Task description: Please give the records below back in full, exactly as shown.
╭─ Given information
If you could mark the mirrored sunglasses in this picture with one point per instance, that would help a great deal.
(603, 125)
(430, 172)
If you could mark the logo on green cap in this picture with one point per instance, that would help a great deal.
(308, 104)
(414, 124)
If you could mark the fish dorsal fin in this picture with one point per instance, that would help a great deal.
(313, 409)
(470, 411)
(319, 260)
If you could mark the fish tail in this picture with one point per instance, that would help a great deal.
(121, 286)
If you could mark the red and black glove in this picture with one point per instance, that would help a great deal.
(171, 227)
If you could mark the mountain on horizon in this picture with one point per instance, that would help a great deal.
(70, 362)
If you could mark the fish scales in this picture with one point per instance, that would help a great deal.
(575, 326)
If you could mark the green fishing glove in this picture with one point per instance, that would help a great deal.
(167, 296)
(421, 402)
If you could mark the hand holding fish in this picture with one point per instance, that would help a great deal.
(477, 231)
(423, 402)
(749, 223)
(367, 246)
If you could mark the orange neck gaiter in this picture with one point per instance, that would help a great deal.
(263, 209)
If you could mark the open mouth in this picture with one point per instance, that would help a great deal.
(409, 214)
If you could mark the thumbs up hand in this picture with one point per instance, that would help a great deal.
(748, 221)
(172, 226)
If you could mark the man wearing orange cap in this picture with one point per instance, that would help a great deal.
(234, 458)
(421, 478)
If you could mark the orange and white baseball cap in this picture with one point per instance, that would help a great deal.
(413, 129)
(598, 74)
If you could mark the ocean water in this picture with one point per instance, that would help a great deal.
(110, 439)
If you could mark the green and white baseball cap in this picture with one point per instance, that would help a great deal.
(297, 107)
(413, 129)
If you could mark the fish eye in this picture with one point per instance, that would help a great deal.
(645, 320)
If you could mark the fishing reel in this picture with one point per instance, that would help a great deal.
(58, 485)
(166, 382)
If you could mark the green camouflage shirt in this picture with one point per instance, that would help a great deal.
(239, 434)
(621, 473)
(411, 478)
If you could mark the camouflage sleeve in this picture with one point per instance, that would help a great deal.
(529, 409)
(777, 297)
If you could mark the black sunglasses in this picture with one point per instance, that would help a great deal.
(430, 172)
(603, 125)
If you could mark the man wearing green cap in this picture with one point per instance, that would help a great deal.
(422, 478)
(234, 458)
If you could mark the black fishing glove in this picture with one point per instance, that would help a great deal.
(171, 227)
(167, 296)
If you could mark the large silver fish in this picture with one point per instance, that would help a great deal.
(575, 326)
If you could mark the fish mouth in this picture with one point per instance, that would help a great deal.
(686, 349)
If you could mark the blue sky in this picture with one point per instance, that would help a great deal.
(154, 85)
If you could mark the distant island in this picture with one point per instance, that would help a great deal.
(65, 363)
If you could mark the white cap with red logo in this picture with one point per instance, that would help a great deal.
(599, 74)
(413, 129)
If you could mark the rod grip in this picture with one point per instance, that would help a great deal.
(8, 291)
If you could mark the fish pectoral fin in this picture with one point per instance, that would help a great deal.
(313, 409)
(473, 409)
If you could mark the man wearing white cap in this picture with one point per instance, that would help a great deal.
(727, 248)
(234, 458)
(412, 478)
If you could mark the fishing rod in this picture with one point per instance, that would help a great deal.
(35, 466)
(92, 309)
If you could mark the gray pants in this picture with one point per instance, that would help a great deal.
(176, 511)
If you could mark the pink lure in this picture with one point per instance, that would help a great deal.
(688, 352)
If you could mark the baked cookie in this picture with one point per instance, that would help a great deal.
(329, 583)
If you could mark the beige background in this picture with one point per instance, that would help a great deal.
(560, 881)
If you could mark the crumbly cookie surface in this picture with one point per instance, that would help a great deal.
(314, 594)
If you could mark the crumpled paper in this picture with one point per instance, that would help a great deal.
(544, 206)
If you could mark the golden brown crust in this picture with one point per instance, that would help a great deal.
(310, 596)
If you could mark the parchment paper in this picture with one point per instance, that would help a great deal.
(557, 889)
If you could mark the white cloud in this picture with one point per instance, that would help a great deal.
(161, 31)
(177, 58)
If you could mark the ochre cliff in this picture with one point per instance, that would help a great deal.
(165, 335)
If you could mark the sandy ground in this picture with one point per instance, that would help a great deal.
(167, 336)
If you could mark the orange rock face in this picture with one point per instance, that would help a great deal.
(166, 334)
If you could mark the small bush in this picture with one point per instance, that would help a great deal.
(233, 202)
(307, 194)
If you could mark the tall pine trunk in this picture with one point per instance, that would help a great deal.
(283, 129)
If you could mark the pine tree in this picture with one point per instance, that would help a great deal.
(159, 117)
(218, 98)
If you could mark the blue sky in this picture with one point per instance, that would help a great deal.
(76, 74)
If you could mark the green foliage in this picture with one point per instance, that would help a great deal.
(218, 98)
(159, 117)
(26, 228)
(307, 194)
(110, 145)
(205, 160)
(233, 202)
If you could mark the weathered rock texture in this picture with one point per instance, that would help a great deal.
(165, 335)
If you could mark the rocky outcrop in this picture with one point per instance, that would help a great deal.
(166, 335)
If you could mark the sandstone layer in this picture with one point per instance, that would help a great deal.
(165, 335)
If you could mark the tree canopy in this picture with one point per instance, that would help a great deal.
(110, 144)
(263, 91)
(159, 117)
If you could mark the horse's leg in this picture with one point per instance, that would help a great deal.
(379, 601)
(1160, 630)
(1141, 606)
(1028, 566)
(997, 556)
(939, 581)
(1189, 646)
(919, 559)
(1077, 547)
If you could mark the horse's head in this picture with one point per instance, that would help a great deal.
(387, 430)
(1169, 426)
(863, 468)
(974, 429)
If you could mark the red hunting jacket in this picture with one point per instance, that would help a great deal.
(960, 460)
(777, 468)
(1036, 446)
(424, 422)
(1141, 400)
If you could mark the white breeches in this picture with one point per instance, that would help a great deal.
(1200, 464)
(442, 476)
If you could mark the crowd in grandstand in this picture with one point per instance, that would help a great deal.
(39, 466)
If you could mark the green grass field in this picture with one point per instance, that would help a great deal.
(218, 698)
╰─
Response:
If you could mark the mirrored sunglasses in this picture with one point per instance, that would help a great deal.
(603, 125)
(430, 172)
If you could mark the logo on green cap in this picture with one point per instance, that would help a great deal.
(308, 104)
(414, 124)
If you could mark the fish dorsal fin in this picture with one point per instance, that would help a great deal.
(313, 409)
(470, 411)
(319, 260)
If you could mark the fish tail in this picture with one point per instance, that would help a great deal.
(121, 286)
If you could mark the red and black glove in this picture with one point per instance, that would help a great deal.
(171, 227)
If you could mark the mountain on horizon in this picture with one point per instance, that would help a great deal.
(70, 362)
If you could mark the fish scales in this picture with one point per instance, that would help a great deal.
(575, 326)
If you could mark the green fishing glove in this picture with one point per instance, that would help a great deal.
(167, 296)
(421, 402)
If you could mark the hand holding fish in this picture with one point per instance, that would help a great deal.
(477, 231)
(423, 402)
(749, 223)
(367, 246)
If you could mark the orange neck gaiter in this picture with one point per instance, that would help a great deal.
(263, 209)
If you could mark the open mouth in this picture with one point per instance, that would help a great deal.
(409, 214)
If you could mark the thumbs up hand in this picture with one point per instance, that would help a great deal.
(748, 221)
(172, 226)
If you could mark the man wearing orange cap in this picture with one point per instance, that would help a great deal.
(234, 458)
(421, 478)
If you could mark the orange and white baseball cap in this picture with one point per instance, that would help a great deal.
(413, 129)
(598, 74)
If you could mark the ocean water in this picture with one point per instance, that would help a great deal.
(110, 439)
If you could mark the green and white baseball cap in this picture with one point per instance, that would help a great deal.
(297, 107)
(413, 129)
If you could mark the fish eye in this picture with one point per instance, that would help a great deal.
(645, 320)
If you could mark the fishing reel in this picture with one point per instance, that would help a great deal.
(58, 485)
(166, 382)
If you could mark the green camouflage shirt in this picture with one point per instance, that would help a great deal.
(239, 434)
(621, 473)
(411, 478)
If you could mark the camouflage sleeve in this picture with one point per instance, that would help a great deal.
(529, 409)
(777, 297)
If you could mark the black sunglasses in this picture with one point per instance, that would help a great deal.
(430, 172)
(603, 125)
If you could mark the man wearing green cap in this picture with one point per instance, that would help a great deal.
(422, 478)
(234, 458)
If you could mark the black fishing glove in this picture with one point per instance, that would help a great deal.
(171, 227)
(167, 296)
If you could mark the large silver fish in this picture with one point per instance, that would help a great deal.
(575, 326)
If you could mark the fish mouth in this picture with one point per instance, that would help a great deal.
(686, 349)
If you could mark the blue sky in this picture with one point per instance, that would help a great deal.
(154, 85)
If you could mark the distant island in this picture with one point per instance, that would help a great deal.
(65, 363)
If you could mark the white cap with red logo in this picture with one point per instance, that would help a great deal.
(599, 74)
(413, 129)
If you could mark the rod grip in this picture with one point per instance, that would help a great deal.
(8, 291)
If you could mark the fish pectoral fin in this picture with one point per instance, that would help a great deal.
(313, 409)
(473, 409)
If you could mark the man wearing white cap in this picture with one point per instance, that would help a great deal.
(727, 248)
(234, 458)
(412, 478)
If you could mark the fishing rod in this picture with one point per instance, that would help a great deal.
(35, 466)
(92, 309)
If you could mark the gray pants in this picture with one point per instance, that would help a great deal.
(176, 511)
If you could mark the pink lure in this picture with one point per instance, that would help a great deal.
(688, 352)
If you could mark the baked cookie in this picture with one point per instance, that would help a great deal.
(329, 583)
If you could mark the beige background in this picture with one point per instance, that would help a great deal.
(560, 881)
If you could mark the crumbly cookie surface in this picture with one point per instance, that would help a great deal.
(314, 594)
If you could mark the crumpled paper in this picture with one point per instance, that would help a great deal.
(544, 206)
If you could mark the golden brown crust in this picture with one point per instance, that would help a great deal.
(310, 596)
If you could mark the parchment paper in this picture with one point per instance, that would help a great deal.
(557, 889)
If you could mark the white cloud in this picture with one point per instance, that would help a great deal.
(161, 31)
(177, 58)
If you could mark the ochre cliff in this picture with one point per instance, that would help a great deal.
(165, 335)
If you could mark the sandy ground in this picture with one point per instance, that would help a great deal.
(167, 336)
If you could mark the orange rock face in this picture with one point per instance, that would help a great deal.
(166, 334)
If you could mark the small bush in this picture with one point per instance, that would help a great deal.
(233, 202)
(307, 194)
If you could mark the tall pine trunk in this picture with one point per instance, that would help a great deal.
(283, 129)
If you could mark the pine tree in this picture with one point per instance, that would help a great deal.
(159, 117)
(218, 98)
If you could mark the blue sky in this picture with one point per instance, that would help a great deal.
(76, 74)
If you could mark the green foliage in this picture with one point per instance, that would help a great deal.
(218, 98)
(159, 117)
(26, 228)
(307, 194)
(110, 145)
(205, 160)
(233, 202)
If you could mark the weathered rock texture in this picture with one point per instance, that would help a great deal.
(165, 335)
If you could mark the rocky outcrop in this picture with one point per instance, that would help a great deal.
(166, 335)
If you could mark the sandstone layer in this picture with one point per instance, that would help a great deal.
(165, 335)
If you could mark the tree canopy in this picture with one point per instance, that would help a great deal.
(110, 144)
(263, 91)
(159, 117)
If you could mark the horse's leg in this picture with one point per instance, that would help a great deal.
(379, 601)
(1160, 630)
(1141, 606)
(1028, 566)
(997, 556)
(939, 581)
(1189, 646)
(919, 559)
(1077, 547)
If you could mark the horse's head in this picture with one point per instance, that would help a great deal.
(387, 430)
(1169, 426)
(863, 468)
(974, 429)
If you could mark the red hunting jacket in this picture with one point per instance, that would help a great deal.
(960, 460)
(777, 468)
(1036, 446)
(424, 422)
(1141, 400)
If you could mark the white breeches in this picture with one point per instance, that would help a great deal.
(1200, 464)
(442, 476)
If you could mark the crowd in grandstand in this picture with one point per instance, that would help a great deal.
(39, 466)
If you could mark the green grass field in this picture with one point per instance, that would help a great deal.
(218, 698)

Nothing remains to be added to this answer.